▶ _About this exercise_:
The line containing "An agriculture drone captured the photo above. Locate any maple" marks where copying starts, so set down that line and each one after it exactly, through the end of the records.

▶ _Stored items from a collection_:

####

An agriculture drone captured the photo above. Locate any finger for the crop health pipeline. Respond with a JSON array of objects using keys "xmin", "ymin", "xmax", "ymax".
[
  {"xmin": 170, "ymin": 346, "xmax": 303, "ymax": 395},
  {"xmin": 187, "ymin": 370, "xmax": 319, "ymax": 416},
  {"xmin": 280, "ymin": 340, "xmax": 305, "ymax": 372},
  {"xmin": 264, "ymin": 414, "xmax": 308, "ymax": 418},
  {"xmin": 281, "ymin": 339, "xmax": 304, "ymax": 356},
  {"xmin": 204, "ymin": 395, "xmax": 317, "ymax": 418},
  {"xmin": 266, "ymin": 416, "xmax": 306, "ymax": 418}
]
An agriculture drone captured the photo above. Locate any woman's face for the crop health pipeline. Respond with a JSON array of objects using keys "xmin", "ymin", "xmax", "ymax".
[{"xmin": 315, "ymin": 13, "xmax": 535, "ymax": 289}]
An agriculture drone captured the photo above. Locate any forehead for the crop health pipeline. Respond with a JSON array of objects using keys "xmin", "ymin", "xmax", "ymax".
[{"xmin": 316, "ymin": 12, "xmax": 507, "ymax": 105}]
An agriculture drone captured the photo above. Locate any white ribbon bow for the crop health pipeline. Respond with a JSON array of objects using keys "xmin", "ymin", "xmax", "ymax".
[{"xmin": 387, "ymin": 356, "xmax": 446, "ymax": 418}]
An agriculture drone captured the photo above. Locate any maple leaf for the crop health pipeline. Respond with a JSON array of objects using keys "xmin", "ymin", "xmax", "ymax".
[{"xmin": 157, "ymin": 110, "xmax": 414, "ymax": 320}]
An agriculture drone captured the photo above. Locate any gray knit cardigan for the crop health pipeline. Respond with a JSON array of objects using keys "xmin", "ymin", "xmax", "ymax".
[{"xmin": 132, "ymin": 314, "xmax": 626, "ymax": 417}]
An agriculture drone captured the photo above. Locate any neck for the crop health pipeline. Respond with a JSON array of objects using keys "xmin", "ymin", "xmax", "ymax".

####

▶ _Response_:
An agriculture drone captured the photo above. Locate any maple leaf for the crop health pipeline. Respond with a JSON array of objects using keys "xmin", "ymin", "xmax", "ymax".
[{"xmin": 157, "ymin": 110, "xmax": 414, "ymax": 320}]
An agriculture drone captured the photo above. Locate any gray knit cardigan for the crop health pipeline. Respond with a JSON array of objects using keys "xmin", "ymin", "xmax", "ymax".
[{"xmin": 132, "ymin": 314, "xmax": 626, "ymax": 417}]
An agriculture drone captured the photo above. Locate any neck for the crop health pipeline. Respond with a JSON array of objects using keys "xmin", "ymin", "xmax", "ymax".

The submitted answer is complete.